--- PAGE EXTRACT ---

_ _ _ _ _ _ _

Cecelia Watson is an American author, and a historian and philosopher of science.

== Career ==
Watson attended St. John's College (Annapolis/Santa Fe), earning a B.A. in Liberal Arts. She then did graduate work at the University of Chicago under the supervision of Robert J. Richards and Lorraine Daston. She earned an M.A. in Philosophy and a Ph.D. in Conceptual and Historical Studies of Science.

From 2011 to 2013, she was a postdoctoral fellow at the Max Planck Institute for the History of Science and a scientific advisor to Haus der Kulturen der Welt, working on a joint project on the Anthropocene hypothesis. She then was awarded an American Council of Learned Societies New Faculty Fellowship, which she undertook at Yale University from 2013 to 2015 with a joint appointment in the Department of Philosophy and the Program in the Humanities.

She is currently Scholar in Residence at Bard College, with no departmental affiliation listed. She has stated that she considers her academic work equally informed by the disciplines of history and of philosophy and that she rejects traditional disciplinary boundaries and specializations.

_ _ _ _ _ _ _

--- EXTRACTED INFORMATION ---
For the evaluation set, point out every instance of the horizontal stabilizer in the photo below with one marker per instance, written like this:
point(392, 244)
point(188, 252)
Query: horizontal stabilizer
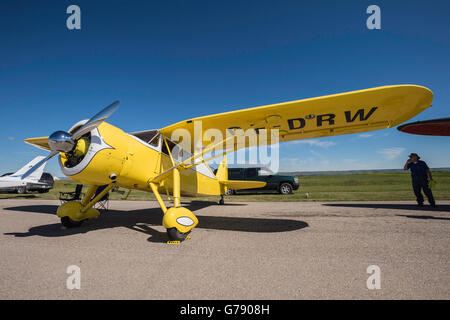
point(41, 143)
point(239, 185)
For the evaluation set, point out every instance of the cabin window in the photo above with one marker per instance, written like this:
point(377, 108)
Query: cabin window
point(154, 141)
point(171, 145)
point(253, 172)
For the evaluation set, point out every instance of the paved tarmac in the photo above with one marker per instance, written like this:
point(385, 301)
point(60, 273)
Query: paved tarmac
point(254, 250)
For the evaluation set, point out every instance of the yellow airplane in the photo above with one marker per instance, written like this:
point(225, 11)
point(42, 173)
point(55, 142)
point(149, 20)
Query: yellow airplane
point(97, 153)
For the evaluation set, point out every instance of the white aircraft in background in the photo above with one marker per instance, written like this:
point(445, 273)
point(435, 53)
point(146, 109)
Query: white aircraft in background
point(14, 182)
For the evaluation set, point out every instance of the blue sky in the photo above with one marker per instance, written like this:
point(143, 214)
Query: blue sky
point(171, 60)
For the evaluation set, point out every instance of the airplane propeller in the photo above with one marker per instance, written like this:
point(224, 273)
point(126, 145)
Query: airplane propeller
point(62, 141)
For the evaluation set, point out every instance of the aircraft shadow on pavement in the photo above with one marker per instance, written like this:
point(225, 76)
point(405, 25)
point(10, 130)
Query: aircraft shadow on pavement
point(142, 219)
point(394, 206)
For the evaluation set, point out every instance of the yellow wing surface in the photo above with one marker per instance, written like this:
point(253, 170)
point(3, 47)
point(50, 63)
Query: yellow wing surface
point(345, 113)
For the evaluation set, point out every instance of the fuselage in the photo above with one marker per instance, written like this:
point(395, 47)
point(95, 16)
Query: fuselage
point(113, 154)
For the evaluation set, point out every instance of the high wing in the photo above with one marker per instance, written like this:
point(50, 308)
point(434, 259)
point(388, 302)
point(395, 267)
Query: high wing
point(345, 113)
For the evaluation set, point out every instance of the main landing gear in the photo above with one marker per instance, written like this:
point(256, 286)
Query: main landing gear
point(178, 221)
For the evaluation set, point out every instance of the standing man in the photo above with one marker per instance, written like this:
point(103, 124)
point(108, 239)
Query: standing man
point(420, 174)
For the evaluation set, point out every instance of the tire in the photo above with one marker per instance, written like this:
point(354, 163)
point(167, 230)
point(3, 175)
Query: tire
point(175, 235)
point(21, 190)
point(69, 223)
point(285, 188)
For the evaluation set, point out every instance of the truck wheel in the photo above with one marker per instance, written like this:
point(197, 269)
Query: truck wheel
point(285, 188)
point(21, 190)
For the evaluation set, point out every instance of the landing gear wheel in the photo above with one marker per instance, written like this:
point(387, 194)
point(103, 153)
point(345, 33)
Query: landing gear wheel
point(175, 235)
point(21, 190)
point(69, 223)
point(285, 188)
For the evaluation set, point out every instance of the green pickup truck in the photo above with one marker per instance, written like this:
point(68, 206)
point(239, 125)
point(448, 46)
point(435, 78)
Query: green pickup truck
point(282, 184)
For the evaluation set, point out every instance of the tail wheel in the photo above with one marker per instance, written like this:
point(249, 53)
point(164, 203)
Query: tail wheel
point(285, 188)
point(69, 223)
point(175, 235)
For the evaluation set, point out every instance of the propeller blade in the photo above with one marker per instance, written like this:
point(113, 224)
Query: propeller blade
point(37, 165)
point(96, 120)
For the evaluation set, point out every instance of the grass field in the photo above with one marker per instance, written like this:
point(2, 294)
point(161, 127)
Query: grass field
point(352, 187)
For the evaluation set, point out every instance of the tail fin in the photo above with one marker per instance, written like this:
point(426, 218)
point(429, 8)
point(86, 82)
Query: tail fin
point(36, 174)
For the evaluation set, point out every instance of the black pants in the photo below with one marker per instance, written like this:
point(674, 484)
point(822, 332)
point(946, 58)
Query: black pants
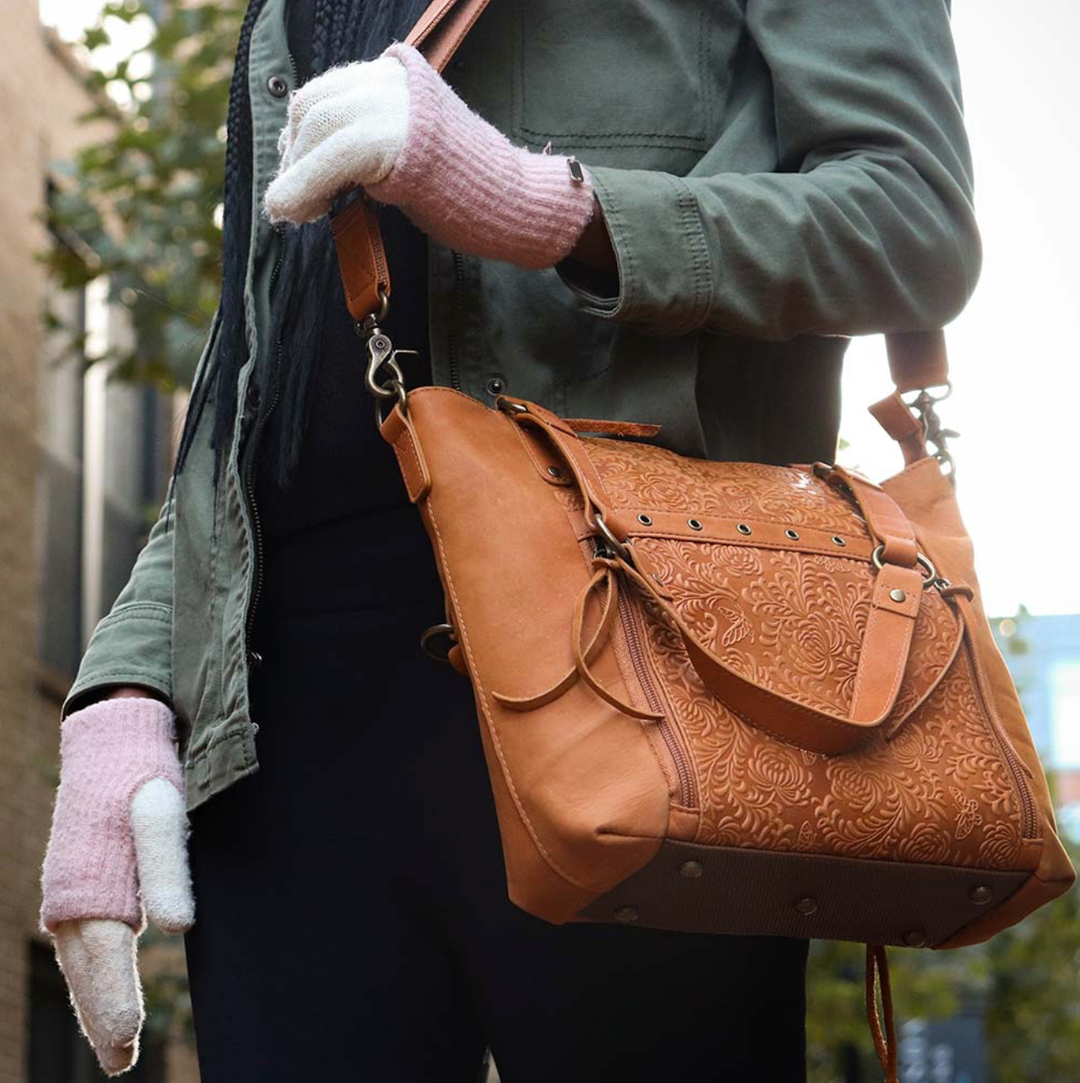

_ _ _ _ _ _ _

--- EXERCISES TO COMPLETE ---
**a)** Translate this sentence from the Cecelia Watson biography into Spanish: "She earned an M.A. in Philosophy and a Ph.D. in Conceptual and Historical Studies of Science."
**b)** Carry on writing the Cecelia Watson biography from its final sentence.
The material was taken from a different source than the Cecelia Watson biography.

--- EXERCISE RESULTS ---
**a)** Obtuvo una maestría en Filosofía y un doctorado en Estudios Conceptuales e Históricos de la Ciencia.

**b)**
== Writing ==
Watson has written for The New York Times, NBC, The Paris Review, LitHub, and The Millions. Her first book, Semicolon: The Past, Present and Future of a Misunderstood Mark was published in July 2019 by HarperCollins in the United States. The book argued in favor of the use of semicolons, and against traditional grammar rules.

A version of the book for British readers was published in the United Kingdom by 4th Estate with the title Semicolon: How a Misunderstood Punctuation Mark Can Improve Your Writing, Enrich Your Reading and Even Change Your Life.

In February 2022, Publishers Weekly announced that Watson's second book, covering the world of watch collecting and the watch industry, had been acquired by Riverhead Books.